→ QUOTED PASSAGE
_ _ _ _ _
Wednesday 16 July 2014

Yellow Earth (Film)

Huang tudi. 1984. Dir: Chen Kaige. Scr: Zhang Ziliang. Cin: Zhang Yimou.

Context:
  • Produced at Guangxi Film Studio after Chen asked to be transferred there to work with his friend Zhang Yimou, it was Chen's first feature film.
  • Based on essay 'Echo in the Valley' by Ke Lan. This was a musical paean to the government and people, with a stereotypical story of an Eighth Route Army soldier bettering the life of a peasant girl by influencing her to struggle from the feudal traditions of her family (thereby emancipating her). The musical element in the film (i.e. the folk songs and recurring musical scenes of Cuiqiao's melancholy song over the river, overseen by pre-eminent composer Zhao Jiping) must be seen as stemming from this source, although it had no specific reference to the Northern China setting of Yellow Earth. A number of melodramatic and political clichés were dropped by Chen in his adaptation, which initially went under the working title 'Silent is the Ancient Plain', before the colour tones of the final result inspired a name-change.
  • The film is a deconstruction of Communist mythology and propaganda: namely that their message spread like wildfire in the countryside, with peasants instantly being enthusiastic, as if the CCP and their message had a natural bond with them. The reality in Yellow Earth is shown to be vastly different, and the difficulties in bringing the Communist message to uneducated illiterate peasants, who are culturally steeped in ancient Confucianist beliefs and traditions, are shown to be deeply complicated.
  • Chen, Zhang Yimou and other crew members scouted Shaanxi province, lived there with peasants for a month, and in the final film would recruit plenty of actual peasants and locals to star in roles or as extras. They would also include plenty of local 'colour', in the form of Shaanxi folk songs (xintianyou) and folk rituals. This would give the film an anthropological, documentary-esque film, although this was frowned upon by the official regime's views, presumably because they saw the film's portrayal of the rural population as clashing against their own propaganda of how they had made the peasants progressive and improved their lives.
  • Technically the second 'Fifth Generation' film, it represents their efforts to disown and distance themselves from what came before them: propaganda films, didacticism, aged melodramatic styles. Chen Kaige said in an interview with Tony Rayns: "[The Fifth Generation graduates] shared two convictions: first, the older generation of Chinese filmmakers could be dismissed as propagandists, and second, film was an artistic medium that should be used personally. All of us hated what was passing for cinema in China all that didacticism, all those dated, theatrical styles and we set out determined to do something different and better." Such claims clearly sound like the words of a new generation of filmmakers starting what could be termed unde the label of 'new wave', as a cinematic movement.
_ _ _ _ _
→ ENTRIES PROVIDED

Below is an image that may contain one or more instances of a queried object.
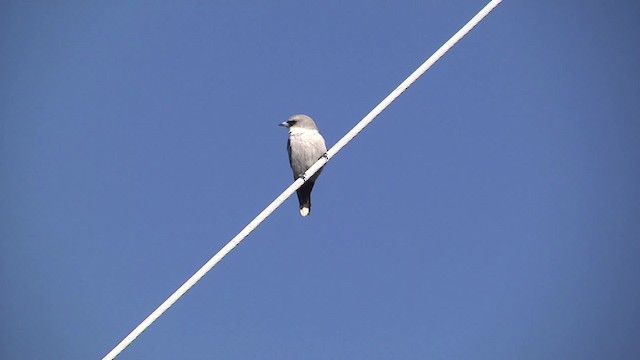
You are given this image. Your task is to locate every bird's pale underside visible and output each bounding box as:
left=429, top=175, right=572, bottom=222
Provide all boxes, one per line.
left=280, top=115, right=327, bottom=216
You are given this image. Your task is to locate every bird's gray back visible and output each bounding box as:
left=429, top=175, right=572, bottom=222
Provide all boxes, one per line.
left=287, top=130, right=327, bottom=179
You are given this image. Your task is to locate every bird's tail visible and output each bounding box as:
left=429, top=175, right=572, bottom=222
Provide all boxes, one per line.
left=297, top=181, right=314, bottom=216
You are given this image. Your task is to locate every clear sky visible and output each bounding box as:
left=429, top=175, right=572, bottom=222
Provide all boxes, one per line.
left=0, top=0, right=640, bottom=359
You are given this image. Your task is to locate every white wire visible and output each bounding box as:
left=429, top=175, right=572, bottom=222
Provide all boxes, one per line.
left=103, top=0, right=502, bottom=360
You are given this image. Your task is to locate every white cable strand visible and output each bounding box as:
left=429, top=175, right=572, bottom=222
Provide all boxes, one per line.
left=102, top=0, right=502, bottom=360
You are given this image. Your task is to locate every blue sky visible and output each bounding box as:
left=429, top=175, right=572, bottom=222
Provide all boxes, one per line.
left=0, top=1, right=640, bottom=359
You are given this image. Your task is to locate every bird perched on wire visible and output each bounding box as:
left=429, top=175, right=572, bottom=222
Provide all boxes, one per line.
left=280, top=114, right=327, bottom=216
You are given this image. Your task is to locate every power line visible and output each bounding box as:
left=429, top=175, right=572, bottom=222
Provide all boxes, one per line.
left=103, top=0, right=502, bottom=360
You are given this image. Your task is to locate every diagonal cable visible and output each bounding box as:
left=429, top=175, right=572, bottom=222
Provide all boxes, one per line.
left=103, top=0, right=502, bottom=360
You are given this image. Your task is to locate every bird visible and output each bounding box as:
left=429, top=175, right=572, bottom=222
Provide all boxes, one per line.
left=280, top=114, right=327, bottom=217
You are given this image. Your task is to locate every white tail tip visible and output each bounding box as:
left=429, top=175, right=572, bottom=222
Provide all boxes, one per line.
left=300, top=207, right=309, bottom=216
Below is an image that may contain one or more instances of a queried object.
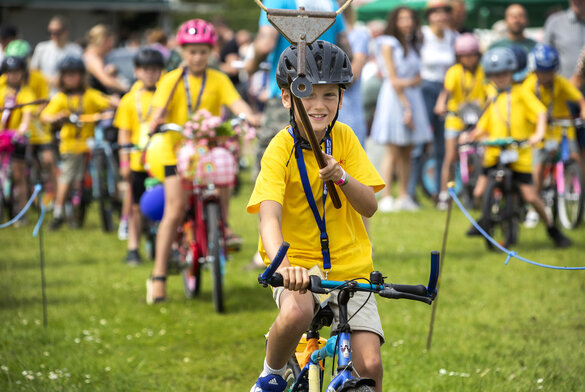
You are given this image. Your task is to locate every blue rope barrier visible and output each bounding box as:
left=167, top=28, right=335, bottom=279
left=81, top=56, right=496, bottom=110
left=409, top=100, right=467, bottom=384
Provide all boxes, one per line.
left=0, top=184, right=45, bottom=237
left=447, top=187, right=585, bottom=270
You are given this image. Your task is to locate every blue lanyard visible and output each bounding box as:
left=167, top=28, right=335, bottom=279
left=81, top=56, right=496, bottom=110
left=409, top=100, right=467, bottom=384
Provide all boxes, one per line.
left=183, top=68, right=207, bottom=118
left=288, top=127, right=333, bottom=271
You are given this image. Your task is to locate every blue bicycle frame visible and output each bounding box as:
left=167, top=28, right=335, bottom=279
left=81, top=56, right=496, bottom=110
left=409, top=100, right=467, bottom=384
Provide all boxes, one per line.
left=258, top=242, right=439, bottom=392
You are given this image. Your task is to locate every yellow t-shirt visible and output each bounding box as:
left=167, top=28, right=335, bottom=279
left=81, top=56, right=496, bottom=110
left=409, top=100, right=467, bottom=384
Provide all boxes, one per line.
left=0, top=70, right=52, bottom=144
left=149, top=68, right=240, bottom=166
left=41, top=88, right=110, bottom=154
left=522, top=73, right=583, bottom=141
left=477, top=85, right=546, bottom=173
left=0, top=83, right=35, bottom=130
left=444, top=64, right=486, bottom=132
left=114, top=81, right=154, bottom=172
left=247, top=122, right=384, bottom=280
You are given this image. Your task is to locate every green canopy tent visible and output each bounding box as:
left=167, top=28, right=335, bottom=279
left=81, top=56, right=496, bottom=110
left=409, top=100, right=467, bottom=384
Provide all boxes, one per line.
left=357, top=0, right=568, bottom=28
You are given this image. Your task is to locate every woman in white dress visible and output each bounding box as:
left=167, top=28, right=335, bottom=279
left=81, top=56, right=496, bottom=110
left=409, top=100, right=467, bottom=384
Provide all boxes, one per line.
left=371, top=7, right=432, bottom=212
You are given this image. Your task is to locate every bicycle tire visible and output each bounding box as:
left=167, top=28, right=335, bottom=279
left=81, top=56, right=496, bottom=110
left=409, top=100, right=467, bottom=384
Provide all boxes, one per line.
left=205, top=202, right=225, bottom=313
left=94, top=150, right=114, bottom=233
left=556, top=160, right=584, bottom=230
left=482, top=178, right=518, bottom=250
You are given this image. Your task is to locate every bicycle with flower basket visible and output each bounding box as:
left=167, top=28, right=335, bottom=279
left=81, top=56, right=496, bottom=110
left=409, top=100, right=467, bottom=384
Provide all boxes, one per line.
left=169, top=110, right=254, bottom=313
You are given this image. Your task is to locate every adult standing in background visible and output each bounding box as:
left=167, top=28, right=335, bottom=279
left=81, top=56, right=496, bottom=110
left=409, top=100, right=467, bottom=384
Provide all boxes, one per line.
left=30, top=15, right=83, bottom=96
left=450, top=0, right=473, bottom=34
left=83, top=24, right=130, bottom=94
left=544, top=0, right=585, bottom=185
left=408, top=0, right=457, bottom=207
left=544, top=0, right=585, bottom=78
left=490, top=4, right=536, bottom=53
left=371, top=7, right=432, bottom=212
left=338, top=5, right=370, bottom=147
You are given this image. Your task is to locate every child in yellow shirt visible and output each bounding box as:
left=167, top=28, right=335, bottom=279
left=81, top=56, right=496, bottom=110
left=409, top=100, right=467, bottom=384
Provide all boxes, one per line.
left=41, top=57, right=117, bottom=230
left=247, top=40, right=384, bottom=392
left=147, top=19, right=259, bottom=303
left=523, top=44, right=585, bottom=227
left=0, top=39, right=57, bottom=207
left=462, top=48, right=571, bottom=247
left=114, top=48, right=164, bottom=265
left=435, top=33, right=486, bottom=210
left=0, top=56, right=35, bottom=220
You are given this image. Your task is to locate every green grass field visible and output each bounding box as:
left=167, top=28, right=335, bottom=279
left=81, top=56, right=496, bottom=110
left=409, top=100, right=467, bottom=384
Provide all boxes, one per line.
left=0, top=177, right=585, bottom=392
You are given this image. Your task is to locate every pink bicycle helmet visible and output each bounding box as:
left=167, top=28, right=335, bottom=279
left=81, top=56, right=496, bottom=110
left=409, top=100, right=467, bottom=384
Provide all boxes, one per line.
left=177, top=19, right=217, bottom=46
left=455, top=33, right=479, bottom=56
_ _ _ _ _
→ WORK INSTRUCTIONS
[1] Name every real person mentioned in the Yellow Earth film notes.
[2] Carry on the Yellow Earth film notes after their last sentence, in the same bullet-point style.
Nothing in the material is needed here.

→ SET OF ANSWERS
[1] Chen Kaige, Zhang Ziliang, Zhang Yimou, Ke Lan, Zhao Jiping, Tony Rayns

[2]
  • True to the Fifth Generation's ambitions to make a type of cinema completely different from previous Chinese films, its style and treatment of its content is very different to what came before in many respects. For instance, when compared with the many post-1949 films depicting feudal marriages, Yellow Earth can be seen as making a subtle comment on these films and their appropriation of such rituals for political rhetoric. E.g. Paul Clark states that one stock character from the 'model opera' type films during the C.R. was a "young woman eager to join the revolutionary struggle". Yellow Earth subverts this stock character.
  • Like several other 1980s Fifth Generation films, it was shot in rural locations, specifically in the Shaanxi province just like Tian Zhuangzhuang's On the Hunting Ground, made the same year. Part of this interest with rural locales could be down to the directors' own experiences as zhiqing during the Cultural Revolution, to the greater ease and freedom (from the censorship and control of central regulations) they could enjoy working in such remote settings, and to bring to provide a cinematic portrait of/voice to some of the ethnic minorities of China.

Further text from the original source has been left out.